* DATA IN THIS EXERCISE *
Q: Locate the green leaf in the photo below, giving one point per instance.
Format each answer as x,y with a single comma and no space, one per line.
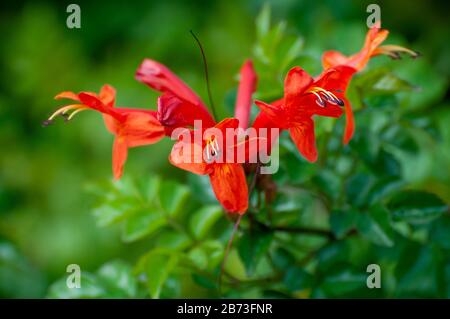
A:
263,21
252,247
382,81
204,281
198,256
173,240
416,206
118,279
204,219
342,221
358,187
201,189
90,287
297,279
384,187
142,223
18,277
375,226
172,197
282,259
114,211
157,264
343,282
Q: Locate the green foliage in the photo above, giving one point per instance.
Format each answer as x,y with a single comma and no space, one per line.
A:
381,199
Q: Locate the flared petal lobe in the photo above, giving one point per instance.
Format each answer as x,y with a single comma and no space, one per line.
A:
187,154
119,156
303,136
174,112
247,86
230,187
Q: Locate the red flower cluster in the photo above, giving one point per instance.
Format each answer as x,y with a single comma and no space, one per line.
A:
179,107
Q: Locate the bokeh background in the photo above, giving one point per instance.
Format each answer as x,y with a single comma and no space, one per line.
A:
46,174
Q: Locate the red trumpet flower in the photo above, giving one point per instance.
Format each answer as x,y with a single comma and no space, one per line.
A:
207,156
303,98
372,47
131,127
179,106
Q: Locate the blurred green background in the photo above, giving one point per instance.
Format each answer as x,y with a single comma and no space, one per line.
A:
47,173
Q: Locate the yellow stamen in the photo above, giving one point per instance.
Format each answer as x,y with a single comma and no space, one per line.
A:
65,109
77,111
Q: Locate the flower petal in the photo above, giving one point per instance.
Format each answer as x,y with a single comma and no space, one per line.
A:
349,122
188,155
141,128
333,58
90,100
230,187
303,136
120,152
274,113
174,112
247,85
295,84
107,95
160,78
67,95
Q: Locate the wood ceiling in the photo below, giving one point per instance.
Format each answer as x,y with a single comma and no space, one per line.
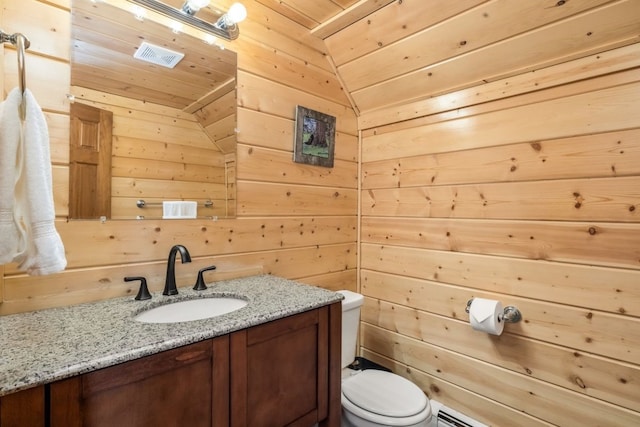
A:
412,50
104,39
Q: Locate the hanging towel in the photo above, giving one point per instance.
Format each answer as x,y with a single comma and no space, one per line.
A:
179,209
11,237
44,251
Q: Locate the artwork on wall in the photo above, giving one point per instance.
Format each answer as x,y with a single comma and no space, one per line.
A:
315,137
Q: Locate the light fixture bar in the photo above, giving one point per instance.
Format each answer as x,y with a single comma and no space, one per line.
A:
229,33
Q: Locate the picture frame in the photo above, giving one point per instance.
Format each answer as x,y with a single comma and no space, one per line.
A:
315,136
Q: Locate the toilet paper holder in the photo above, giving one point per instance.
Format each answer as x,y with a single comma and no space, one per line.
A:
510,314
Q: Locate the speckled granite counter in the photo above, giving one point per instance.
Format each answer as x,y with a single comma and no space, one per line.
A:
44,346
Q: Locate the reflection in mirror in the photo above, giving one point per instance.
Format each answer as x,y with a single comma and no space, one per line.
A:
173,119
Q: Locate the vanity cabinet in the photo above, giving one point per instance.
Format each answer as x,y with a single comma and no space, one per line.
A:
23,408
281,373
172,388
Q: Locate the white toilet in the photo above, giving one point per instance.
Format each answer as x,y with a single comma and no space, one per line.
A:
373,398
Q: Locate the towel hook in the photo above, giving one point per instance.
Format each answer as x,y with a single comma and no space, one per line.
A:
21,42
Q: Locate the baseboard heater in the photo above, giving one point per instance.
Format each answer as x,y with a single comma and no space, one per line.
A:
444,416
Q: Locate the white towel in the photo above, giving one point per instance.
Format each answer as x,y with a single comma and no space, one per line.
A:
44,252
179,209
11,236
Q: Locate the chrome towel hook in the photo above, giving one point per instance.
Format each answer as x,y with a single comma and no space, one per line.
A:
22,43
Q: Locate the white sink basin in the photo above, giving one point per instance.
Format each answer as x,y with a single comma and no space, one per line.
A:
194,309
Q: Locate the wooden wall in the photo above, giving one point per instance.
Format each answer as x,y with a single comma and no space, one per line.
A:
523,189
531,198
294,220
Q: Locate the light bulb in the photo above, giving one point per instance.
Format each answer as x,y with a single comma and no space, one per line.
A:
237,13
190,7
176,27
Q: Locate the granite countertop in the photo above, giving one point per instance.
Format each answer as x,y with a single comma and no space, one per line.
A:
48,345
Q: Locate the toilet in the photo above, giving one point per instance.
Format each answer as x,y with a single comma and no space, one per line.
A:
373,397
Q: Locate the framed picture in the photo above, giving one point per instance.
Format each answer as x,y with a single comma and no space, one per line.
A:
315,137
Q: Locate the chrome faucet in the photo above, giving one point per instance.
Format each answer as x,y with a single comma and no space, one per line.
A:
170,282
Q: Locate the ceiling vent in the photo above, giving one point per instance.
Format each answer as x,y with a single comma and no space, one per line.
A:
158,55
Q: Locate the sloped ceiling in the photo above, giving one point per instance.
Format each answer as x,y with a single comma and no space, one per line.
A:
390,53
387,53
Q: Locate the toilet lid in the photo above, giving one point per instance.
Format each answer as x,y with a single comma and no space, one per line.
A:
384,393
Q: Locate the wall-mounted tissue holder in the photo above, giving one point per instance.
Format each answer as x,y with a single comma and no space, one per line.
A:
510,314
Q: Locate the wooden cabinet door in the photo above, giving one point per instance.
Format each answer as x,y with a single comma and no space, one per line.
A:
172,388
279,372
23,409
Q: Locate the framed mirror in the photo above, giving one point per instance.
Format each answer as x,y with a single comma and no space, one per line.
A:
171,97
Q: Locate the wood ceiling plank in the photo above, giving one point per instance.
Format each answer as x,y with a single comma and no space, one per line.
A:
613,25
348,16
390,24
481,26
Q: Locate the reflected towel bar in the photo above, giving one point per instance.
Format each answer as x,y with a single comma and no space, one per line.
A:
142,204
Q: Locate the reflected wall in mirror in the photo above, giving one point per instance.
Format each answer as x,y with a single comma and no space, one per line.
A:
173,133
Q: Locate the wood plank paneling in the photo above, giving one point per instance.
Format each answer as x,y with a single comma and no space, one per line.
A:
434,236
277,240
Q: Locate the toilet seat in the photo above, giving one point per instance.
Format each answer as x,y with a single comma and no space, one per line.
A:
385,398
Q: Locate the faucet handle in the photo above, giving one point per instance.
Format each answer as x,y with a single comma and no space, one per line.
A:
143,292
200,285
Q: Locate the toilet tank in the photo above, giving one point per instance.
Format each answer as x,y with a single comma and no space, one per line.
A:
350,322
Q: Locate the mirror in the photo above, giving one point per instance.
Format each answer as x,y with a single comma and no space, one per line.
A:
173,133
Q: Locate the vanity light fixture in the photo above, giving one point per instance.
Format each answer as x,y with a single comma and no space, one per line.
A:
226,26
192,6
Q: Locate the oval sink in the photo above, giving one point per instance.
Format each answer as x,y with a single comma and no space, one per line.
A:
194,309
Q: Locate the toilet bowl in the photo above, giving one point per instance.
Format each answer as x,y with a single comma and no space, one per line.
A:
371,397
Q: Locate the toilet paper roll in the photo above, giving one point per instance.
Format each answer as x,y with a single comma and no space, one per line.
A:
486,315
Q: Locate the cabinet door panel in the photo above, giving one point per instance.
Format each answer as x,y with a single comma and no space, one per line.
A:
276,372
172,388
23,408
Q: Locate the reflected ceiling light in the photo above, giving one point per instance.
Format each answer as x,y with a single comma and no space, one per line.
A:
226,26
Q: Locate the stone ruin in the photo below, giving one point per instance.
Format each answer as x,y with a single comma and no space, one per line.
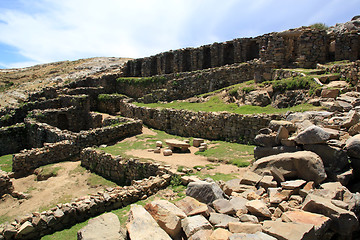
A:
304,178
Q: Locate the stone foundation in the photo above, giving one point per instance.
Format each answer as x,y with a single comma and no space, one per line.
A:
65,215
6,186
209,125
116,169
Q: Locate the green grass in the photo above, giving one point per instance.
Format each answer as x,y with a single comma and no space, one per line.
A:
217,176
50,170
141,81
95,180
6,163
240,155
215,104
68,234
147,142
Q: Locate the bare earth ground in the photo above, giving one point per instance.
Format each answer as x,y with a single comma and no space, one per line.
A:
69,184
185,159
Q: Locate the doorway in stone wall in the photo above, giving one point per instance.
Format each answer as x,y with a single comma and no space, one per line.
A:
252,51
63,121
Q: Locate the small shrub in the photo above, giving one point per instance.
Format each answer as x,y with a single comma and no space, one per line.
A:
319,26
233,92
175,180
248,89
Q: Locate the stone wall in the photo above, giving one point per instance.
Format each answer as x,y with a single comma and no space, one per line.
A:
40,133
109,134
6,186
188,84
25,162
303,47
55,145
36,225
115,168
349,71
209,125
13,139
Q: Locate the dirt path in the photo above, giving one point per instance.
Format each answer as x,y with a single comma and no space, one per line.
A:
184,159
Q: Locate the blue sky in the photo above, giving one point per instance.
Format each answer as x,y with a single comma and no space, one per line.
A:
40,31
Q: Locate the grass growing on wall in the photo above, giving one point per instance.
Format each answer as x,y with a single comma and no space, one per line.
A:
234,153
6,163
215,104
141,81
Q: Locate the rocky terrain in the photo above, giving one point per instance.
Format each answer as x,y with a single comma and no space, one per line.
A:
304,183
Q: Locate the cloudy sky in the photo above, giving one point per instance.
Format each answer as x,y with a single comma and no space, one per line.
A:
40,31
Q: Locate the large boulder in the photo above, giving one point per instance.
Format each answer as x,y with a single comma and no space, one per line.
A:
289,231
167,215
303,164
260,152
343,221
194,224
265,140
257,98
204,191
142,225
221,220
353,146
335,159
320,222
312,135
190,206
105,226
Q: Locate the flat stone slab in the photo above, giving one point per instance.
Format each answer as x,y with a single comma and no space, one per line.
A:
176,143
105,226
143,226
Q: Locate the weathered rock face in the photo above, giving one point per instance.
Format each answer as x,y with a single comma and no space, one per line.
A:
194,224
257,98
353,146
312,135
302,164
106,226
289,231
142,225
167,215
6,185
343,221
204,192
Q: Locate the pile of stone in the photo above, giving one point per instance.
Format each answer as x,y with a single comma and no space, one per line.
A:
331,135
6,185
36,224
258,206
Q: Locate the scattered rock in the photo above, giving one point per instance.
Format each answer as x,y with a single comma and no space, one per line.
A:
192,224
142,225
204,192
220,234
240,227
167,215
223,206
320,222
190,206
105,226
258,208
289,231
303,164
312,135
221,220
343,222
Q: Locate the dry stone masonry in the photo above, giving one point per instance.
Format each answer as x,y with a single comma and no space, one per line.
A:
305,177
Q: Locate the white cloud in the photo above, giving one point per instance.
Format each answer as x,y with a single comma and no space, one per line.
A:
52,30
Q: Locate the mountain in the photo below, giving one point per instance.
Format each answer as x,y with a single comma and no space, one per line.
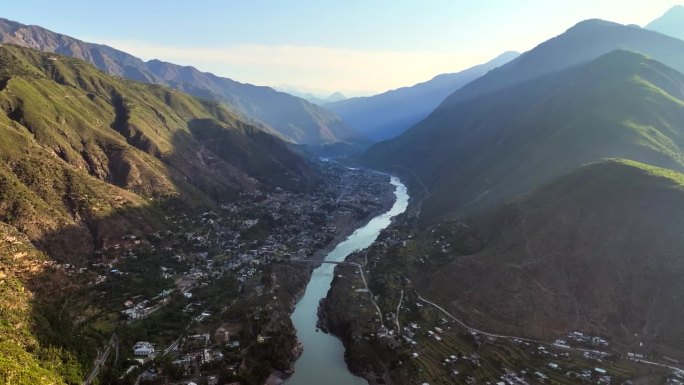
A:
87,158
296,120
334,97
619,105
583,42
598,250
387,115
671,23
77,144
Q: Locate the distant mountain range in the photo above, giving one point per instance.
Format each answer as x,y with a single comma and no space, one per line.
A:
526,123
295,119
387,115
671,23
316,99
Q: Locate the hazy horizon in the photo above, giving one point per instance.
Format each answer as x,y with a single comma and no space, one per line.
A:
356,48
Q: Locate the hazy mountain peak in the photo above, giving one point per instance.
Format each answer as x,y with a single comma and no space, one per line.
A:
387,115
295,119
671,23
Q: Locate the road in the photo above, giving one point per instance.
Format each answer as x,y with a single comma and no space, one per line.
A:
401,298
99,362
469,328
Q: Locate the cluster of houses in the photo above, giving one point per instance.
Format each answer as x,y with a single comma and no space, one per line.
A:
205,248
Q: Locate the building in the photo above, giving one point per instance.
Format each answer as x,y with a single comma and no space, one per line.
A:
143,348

* WHAT IS BEING ASKED *
Starting at the line that holds "Q: Locate the scattered", repeat every line through the end of the listing exactly as written, skipping any picture.

* RESULT OF THE TASK *
Q: Locate the scattered rock in the photo above, giving one point per instance.
Format each answer as x,y with a single comma and no space, one per line.
A:
192,224
142,225
204,192
220,234
240,227
167,215
223,206
320,222
190,206
105,226
258,208
289,231
303,164
312,135
221,220
343,222
Q: Locate the dry stone masonry in the photo above, giving one point per instance.
Format each answer as x,y with a single comma and no space, one per line.
A:
305,177
Q: Locate the white cloud in the photo above, giving one point per instance.
Format each answer as x,y with a single comma and no space, one per line.
A:
52,30
Q: Locate the mountain in the photo below, giving one point per instance.
Format each answer as x,y with a single comma and no space, one per line.
A:
87,158
296,120
334,97
619,105
583,42
598,250
387,115
671,23
77,144
Q: Locate the distant mountain range in the photo above, giving one point per instance.
Format each answer as x,y with a single comma and no space, one per line.
A:
526,123
295,119
387,115
671,23
316,99
Q: Locate the hazy horizon in the photo above, giving one point per instance.
Format each answer as x,y with a single comma and no space, one per line.
A:
356,48
Q: Locate the hazy mountain peak in the photo above, giving one point per instance.
Format each answer as x,y with a single comma and no space, one per line.
A:
387,115
295,119
671,23
Q: Locate the road in the photo above, giving one point per instance.
Format each answer as x,y with a single comma and no space, one per line.
A:
401,298
99,362
469,328
Q: Locate the cluster of houses in the photo above, giving one point per instance.
Format each answer as x,y with a single comma and no space, one per line.
A:
205,248
Q: Locate the building in the photo above, giving one point per instance.
Format each answer as x,y with a single comma and no space, one per line.
A:
143,348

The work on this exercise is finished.